## Your assignment
Can you copy the column on drug policy word for word, from "And why are" to "faster than alcohol."?

## Supplied passage

******************************

Denver did it. And nothing bad has happened. Why can't we?
A ballot initiative isn't any pressing matter. But in the same way
that small communities -- including our own -- have been pushing
climate change legislation by adopting the Kyoto Protocol on their
own, small communities can also push the debate on the War on Drugs
toward a policy that would make Americans safer, smarter and more
free, and toward a policy that might contribute to even fewer
marijuana entries in the Cop Shop, and (maybe) even less stupidity.
Every week I write the Cop Shop -- my favorite task at this paper. My
life is so boring, and some of my neighbors' lives are so interesting
in all these incredible, horrible, spectacular ways.
The Telluride cops sometimes capture, in their police reports, a side
of this town in a way official records rarely do.
Every week we brawl over little things, we pass out on the sidewalk,
we steal our roommate's stuff and pilfer little girls' bicycles.
And why are we acting so boneheaded?
It's (partly) because we are confused or frustrated, or angry or
selfish, or because life hasn't panned out the way we thought it
would. But partly it's because we are drunk.
Nothing turns regular people into criminals faster than alcohol.

******************************

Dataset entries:
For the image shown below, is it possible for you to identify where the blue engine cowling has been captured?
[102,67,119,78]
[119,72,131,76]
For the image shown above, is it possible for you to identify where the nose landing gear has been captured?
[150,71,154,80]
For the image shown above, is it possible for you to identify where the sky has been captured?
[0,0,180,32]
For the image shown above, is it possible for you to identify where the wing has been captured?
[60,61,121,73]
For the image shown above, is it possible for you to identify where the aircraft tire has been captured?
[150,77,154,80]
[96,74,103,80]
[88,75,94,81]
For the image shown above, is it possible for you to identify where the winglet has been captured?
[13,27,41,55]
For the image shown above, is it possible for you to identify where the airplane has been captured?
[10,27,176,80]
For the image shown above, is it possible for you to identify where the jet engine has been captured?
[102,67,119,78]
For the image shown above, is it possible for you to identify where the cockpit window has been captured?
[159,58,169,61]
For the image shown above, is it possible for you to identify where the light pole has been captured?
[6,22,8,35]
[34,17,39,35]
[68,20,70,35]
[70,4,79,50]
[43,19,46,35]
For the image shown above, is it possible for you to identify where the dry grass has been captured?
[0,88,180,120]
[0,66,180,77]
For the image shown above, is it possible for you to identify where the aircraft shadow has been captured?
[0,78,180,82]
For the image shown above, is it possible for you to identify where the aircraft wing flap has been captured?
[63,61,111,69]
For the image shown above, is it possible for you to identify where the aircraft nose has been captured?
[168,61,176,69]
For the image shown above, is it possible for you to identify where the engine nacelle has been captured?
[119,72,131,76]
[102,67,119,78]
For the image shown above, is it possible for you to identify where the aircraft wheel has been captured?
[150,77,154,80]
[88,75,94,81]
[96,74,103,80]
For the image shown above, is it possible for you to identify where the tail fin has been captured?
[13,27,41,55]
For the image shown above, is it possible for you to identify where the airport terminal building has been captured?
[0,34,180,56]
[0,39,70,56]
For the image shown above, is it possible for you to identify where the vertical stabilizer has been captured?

******************************

## Output of the exercise
And why are we acting so boneheaded?
It's (partly) because we are confused or frustrated, or angry or
selfish, or because life hasn't panned out the way we thought it
would. But partly it's because we are drunk.
Nothing turns regular people into criminals faster than alcohol.